— start of Task input —

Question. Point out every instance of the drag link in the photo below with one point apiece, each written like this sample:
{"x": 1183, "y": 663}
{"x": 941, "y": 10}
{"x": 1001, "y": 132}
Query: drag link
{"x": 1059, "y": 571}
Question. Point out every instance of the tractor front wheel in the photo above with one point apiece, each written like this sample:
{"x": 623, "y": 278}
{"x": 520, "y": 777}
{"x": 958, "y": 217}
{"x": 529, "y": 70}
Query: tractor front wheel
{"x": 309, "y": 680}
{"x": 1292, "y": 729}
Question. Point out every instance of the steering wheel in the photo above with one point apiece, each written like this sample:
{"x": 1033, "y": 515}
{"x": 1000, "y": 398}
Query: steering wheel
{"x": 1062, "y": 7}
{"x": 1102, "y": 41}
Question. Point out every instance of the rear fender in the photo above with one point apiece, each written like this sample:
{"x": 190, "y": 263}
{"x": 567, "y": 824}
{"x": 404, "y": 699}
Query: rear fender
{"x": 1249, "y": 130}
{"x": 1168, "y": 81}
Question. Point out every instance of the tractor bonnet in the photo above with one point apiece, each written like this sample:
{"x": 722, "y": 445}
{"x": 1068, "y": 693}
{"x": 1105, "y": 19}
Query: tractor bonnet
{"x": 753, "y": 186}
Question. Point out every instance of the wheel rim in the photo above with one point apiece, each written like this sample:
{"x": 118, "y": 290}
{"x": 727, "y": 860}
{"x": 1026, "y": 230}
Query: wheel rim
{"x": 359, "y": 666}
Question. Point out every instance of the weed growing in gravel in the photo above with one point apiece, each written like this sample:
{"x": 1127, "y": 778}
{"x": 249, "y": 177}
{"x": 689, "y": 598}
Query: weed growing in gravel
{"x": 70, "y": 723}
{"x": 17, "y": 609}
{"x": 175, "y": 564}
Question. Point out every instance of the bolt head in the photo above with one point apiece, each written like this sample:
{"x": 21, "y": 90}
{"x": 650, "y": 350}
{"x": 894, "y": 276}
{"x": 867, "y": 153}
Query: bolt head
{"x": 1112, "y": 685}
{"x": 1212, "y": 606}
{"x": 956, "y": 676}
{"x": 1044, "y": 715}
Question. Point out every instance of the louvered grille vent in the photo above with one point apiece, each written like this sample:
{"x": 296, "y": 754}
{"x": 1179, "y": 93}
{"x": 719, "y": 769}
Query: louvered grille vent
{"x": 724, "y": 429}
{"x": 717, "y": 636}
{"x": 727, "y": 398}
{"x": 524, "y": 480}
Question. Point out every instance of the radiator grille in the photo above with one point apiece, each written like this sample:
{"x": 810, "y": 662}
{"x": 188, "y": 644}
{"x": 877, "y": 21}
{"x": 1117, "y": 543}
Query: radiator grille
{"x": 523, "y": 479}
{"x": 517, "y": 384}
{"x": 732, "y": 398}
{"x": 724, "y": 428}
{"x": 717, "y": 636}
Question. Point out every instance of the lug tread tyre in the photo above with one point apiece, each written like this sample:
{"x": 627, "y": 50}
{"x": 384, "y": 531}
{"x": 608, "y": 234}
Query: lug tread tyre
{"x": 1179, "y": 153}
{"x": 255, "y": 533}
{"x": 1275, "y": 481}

— end of Task input —

__Task to complete__. Using the exact wording, write out all of the records.

__Exercise output__.
Question. Point out every instance of the drag link in the photo below with one point apiece, each written like this sample:
{"x": 1183, "y": 663}
{"x": 941, "y": 10}
{"x": 1001, "y": 132}
Query: drag link
{"x": 1059, "y": 571}
Question. Point out every instance of the tractor front wheel in the photo above with one point apiece, each written like this sample:
{"x": 623, "y": 278}
{"x": 520, "y": 777}
{"x": 958, "y": 217}
{"x": 529, "y": 70}
Query: tractor front wheel
{"x": 309, "y": 680}
{"x": 1292, "y": 729}
Question. Point out every instance of the steering wheel in the photo above with one point apiece, each written like this sample:
{"x": 1033, "y": 515}
{"x": 1000, "y": 398}
Query: steering wheel
{"x": 1062, "y": 7}
{"x": 1102, "y": 41}
Question. Point out every instance of the rear fender in the photo above with one point apiece, each written like this sample:
{"x": 190, "y": 263}
{"x": 567, "y": 824}
{"x": 404, "y": 699}
Query: rear fender
{"x": 1249, "y": 130}
{"x": 1168, "y": 81}
Question. Point out every instance of the tractor bonnet in the photo above with one point apiece, each written like this sample:
{"x": 722, "y": 445}
{"x": 1068, "y": 693}
{"x": 1105, "y": 19}
Query: tractor bonnet
{"x": 753, "y": 186}
Question. Point out every instance of the wheel rim in the photo above with one point apiece, each written like this sample:
{"x": 118, "y": 290}
{"x": 727, "y": 860}
{"x": 1026, "y": 230}
Query: wheel rim
{"x": 359, "y": 666}
Question. Point out every instance of the weed growing in gravel in the photo above with one point apiece, each written like this sample:
{"x": 1127, "y": 778}
{"x": 249, "y": 177}
{"x": 689, "y": 598}
Query: weed growing in gravel
{"x": 70, "y": 723}
{"x": 17, "y": 609}
{"x": 175, "y": 564}
Question. Point out every instance of the bolt head in the photo above with one point apiece, each written like this sample:
{"x": 21, "y": 90}
{"x": 650, "y": 350}
{"x": 894, "y": 276}
{"x": 867, "y": 153}
Query: bolt head
{"x": 1112, "y": 685}
{"x": 1212, "y": 606}
{"x": 956, "y": 676}
{"x": 1044, "y": 715}
Question. Point out every instance of the louvered grille vent in the photo above with one point apiece, each written like this sample:
{"x": 296, "y": 754}
{"x": 1179, "y": 93}
{"x": 719, "y": 769}
Query: louvered grille vent
{"x": 724, "y": 429}
{"x": 717, "y": 636}
{"x": 727, "y": 398}
{"x": 524, "y": 480}
Question. Point out every instance of the radiator grille in the photo above with one point apiece, each written like this sample:
{"x": 810, "y": 662}
{"x": 188, "y": 644}
{"x": 877, "y": 21}
{"x": 1117, "y": 543}
Query: radiator grille
{"x": 523, "y": 479}
{"x": 517, "y": 384}
{"x": 732, "y": 398}
{"x": 724, "y": 428}
{"x": 717, "y": 636}
Question. Point out every instance of the lug tread tyre in the photo above with one point apiece, each written like this sample:
{"x": 627, "y": 50}
{"x": 384, "y": 531}
{"x": 608, "y": 234}
Query: lug tread tyre
{"x": 1179, "y": 153}
{"x": 255, "y": 533}
{"x": 1275, "y": 481}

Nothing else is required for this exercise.